* [Short problem]: Extract every line below that contains the word "small". Matching is case-sensitive.

══ Input for this task ══

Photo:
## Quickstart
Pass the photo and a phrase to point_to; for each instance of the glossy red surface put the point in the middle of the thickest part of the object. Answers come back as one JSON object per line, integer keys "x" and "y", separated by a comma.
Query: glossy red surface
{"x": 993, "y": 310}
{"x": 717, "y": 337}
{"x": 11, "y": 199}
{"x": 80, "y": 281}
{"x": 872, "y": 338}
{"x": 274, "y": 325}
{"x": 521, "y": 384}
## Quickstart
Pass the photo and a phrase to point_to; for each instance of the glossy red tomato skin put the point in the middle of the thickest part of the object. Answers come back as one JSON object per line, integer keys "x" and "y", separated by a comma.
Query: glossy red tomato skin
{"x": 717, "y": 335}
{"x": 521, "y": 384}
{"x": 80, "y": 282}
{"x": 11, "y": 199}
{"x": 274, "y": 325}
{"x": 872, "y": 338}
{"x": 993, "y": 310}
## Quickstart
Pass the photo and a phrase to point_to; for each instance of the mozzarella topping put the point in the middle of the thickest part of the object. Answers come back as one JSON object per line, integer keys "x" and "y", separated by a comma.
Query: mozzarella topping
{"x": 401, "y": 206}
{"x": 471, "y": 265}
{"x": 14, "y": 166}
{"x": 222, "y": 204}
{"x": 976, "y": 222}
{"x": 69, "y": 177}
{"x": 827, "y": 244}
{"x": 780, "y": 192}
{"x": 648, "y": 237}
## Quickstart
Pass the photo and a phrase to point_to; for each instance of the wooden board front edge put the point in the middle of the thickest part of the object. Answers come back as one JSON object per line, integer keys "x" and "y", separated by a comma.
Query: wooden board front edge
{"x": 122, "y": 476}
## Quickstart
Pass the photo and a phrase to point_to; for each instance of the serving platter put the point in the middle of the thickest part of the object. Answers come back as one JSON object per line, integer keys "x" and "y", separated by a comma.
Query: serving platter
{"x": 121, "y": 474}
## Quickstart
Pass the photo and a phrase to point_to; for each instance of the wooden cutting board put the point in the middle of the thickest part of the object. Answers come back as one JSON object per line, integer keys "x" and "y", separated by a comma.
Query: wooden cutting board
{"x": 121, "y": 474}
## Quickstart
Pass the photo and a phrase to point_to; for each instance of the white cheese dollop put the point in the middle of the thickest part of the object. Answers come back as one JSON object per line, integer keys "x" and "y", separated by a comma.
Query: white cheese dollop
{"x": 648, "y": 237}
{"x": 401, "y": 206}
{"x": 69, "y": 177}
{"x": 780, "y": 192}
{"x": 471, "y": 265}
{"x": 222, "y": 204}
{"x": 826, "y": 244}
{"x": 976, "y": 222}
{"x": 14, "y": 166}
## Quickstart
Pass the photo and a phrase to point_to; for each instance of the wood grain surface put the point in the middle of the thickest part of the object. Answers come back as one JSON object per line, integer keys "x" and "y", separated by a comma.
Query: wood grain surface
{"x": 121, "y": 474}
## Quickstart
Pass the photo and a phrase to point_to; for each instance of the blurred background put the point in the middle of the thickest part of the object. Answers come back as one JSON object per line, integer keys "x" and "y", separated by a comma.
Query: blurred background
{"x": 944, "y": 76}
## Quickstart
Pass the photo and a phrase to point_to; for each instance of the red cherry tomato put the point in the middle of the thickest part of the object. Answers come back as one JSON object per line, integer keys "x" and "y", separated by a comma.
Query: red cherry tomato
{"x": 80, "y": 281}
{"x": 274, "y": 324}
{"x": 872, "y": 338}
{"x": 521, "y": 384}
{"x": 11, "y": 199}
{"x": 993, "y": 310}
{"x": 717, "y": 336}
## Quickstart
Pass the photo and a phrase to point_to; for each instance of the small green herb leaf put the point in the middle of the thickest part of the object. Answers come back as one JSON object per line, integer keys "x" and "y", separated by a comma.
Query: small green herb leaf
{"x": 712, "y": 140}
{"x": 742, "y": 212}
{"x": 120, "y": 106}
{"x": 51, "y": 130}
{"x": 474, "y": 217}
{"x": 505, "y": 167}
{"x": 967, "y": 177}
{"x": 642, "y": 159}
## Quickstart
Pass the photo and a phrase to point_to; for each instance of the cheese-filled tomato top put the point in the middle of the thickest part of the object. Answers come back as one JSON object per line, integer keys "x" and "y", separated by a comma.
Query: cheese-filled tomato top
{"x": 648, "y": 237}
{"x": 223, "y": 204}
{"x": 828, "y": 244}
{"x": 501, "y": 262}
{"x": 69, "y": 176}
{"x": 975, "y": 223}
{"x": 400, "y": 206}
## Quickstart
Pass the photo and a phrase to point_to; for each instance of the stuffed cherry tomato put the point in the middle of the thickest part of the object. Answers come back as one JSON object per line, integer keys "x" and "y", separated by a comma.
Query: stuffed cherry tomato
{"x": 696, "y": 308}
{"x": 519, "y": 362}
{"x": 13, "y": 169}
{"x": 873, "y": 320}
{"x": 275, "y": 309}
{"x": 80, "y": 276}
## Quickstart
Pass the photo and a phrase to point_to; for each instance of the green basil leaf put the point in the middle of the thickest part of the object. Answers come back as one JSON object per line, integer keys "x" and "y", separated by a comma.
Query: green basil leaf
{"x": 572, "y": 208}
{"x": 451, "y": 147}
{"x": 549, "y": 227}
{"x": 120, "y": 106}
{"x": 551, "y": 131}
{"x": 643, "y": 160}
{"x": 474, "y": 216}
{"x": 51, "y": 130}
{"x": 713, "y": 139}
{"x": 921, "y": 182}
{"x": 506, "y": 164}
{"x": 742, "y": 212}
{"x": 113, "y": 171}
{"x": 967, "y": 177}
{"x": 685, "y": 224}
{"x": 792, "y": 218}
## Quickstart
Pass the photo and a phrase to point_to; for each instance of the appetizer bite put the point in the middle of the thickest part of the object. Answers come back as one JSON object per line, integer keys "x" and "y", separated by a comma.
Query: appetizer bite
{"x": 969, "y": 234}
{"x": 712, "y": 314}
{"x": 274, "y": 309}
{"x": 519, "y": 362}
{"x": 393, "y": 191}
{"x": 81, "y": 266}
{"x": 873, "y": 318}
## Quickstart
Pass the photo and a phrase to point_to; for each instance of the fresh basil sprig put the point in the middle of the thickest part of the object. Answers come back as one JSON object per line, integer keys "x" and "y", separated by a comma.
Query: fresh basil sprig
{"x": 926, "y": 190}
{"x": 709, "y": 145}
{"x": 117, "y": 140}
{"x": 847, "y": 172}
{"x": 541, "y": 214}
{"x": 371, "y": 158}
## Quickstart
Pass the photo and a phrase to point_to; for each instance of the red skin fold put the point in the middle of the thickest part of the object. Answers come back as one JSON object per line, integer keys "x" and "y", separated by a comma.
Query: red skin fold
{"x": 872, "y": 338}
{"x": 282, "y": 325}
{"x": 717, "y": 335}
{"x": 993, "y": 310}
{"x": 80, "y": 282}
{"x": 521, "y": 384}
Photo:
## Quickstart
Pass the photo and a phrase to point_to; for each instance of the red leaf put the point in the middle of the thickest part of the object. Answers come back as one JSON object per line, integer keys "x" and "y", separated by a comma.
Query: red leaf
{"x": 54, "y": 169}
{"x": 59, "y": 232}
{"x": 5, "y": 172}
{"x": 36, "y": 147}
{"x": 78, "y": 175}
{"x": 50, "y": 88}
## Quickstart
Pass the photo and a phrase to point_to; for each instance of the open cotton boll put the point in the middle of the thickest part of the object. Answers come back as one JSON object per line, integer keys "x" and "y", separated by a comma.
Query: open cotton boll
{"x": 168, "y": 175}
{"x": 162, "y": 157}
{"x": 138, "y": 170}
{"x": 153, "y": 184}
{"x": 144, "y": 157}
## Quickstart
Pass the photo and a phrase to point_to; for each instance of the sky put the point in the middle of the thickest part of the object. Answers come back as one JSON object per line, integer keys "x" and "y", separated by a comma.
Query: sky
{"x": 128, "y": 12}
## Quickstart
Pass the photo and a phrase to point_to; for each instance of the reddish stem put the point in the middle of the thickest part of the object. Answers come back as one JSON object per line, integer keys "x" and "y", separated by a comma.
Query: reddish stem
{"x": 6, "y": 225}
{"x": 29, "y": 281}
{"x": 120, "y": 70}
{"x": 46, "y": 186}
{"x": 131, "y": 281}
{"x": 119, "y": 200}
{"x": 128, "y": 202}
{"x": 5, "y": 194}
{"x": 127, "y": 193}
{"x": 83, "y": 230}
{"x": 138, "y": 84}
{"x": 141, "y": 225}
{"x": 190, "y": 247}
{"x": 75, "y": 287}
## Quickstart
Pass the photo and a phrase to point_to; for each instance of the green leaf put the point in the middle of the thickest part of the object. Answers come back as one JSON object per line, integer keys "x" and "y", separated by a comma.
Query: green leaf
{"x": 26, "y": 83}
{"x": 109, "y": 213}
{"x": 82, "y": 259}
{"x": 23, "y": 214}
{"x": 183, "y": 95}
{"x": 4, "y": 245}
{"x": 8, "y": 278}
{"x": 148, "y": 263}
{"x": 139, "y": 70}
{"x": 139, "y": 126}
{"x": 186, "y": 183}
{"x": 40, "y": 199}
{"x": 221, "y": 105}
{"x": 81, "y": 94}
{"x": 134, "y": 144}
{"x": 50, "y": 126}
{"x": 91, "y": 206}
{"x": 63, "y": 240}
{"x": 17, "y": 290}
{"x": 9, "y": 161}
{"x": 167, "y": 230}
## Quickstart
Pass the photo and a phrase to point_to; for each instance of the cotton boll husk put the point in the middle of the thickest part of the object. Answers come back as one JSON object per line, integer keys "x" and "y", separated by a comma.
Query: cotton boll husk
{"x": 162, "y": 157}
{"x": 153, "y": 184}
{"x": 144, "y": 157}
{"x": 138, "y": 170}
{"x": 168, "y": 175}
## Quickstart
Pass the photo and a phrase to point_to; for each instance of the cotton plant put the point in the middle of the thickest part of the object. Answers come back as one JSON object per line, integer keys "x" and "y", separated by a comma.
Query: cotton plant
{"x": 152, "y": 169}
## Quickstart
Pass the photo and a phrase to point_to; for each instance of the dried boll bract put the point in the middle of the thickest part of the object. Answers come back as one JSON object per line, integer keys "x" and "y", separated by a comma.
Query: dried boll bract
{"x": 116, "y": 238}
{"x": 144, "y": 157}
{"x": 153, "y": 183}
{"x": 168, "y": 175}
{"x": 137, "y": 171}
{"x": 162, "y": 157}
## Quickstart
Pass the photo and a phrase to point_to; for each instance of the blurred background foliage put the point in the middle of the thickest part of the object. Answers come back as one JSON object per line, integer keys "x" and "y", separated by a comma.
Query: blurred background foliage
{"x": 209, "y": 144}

═══

* [Response to this exercise]:
Pass the photo and a phrase to point_to; for each instance of the small green herb leaf put the point in the middle of the thickest part of the object. Answers come back as one JSON object per line, integer keys "x" and "y", separated by a comma.
Query: small green herb leaf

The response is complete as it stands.